**MATERIALS PROVIDED**

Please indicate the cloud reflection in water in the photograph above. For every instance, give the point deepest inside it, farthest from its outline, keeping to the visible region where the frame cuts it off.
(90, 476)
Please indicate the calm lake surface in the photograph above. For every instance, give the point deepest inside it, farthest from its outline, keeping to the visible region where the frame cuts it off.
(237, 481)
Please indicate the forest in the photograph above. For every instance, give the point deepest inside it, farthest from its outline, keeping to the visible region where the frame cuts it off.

--

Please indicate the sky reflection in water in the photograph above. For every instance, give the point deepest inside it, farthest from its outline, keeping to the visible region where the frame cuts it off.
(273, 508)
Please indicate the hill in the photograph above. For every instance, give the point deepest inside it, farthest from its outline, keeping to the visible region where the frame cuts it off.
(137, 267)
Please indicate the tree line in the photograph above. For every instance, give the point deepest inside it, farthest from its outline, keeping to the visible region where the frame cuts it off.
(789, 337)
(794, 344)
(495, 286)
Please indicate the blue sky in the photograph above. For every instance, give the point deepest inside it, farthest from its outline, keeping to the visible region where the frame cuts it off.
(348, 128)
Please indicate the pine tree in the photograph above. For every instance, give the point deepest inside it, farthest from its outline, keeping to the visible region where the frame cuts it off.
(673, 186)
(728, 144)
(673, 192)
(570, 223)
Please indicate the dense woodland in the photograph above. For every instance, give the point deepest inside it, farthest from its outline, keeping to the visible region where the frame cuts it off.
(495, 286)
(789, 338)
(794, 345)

==

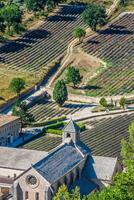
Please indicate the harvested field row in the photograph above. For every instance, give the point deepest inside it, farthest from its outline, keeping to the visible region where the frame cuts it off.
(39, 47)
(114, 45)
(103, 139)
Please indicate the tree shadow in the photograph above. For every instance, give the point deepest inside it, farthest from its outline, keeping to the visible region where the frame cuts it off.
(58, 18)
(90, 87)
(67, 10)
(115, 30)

**PROBLEM REQUIREMENTS**
Scale only the data starting with the line containing "Please indicate the calm" and going on through the line containing "Please indicate the forest". Reproduce every line in that range with its wording unchanged, multiplying each answer coordinate by 0.65 and rounding to the nearest whole number, with halves rounded up.

**RESPONSE TO THIS EXERCISE**
Please indicate the calm lake surface in the photograph above. For every instance, give the point deepest inside it, farthest from its outline, keeping to the visible region where the frame cuts it off.
(154, 313)
Please indicate the forest in the photograph above. For every instance, give the point deepest inside it, farthest from its outline, keeping to the visible region where the frame cuts it off.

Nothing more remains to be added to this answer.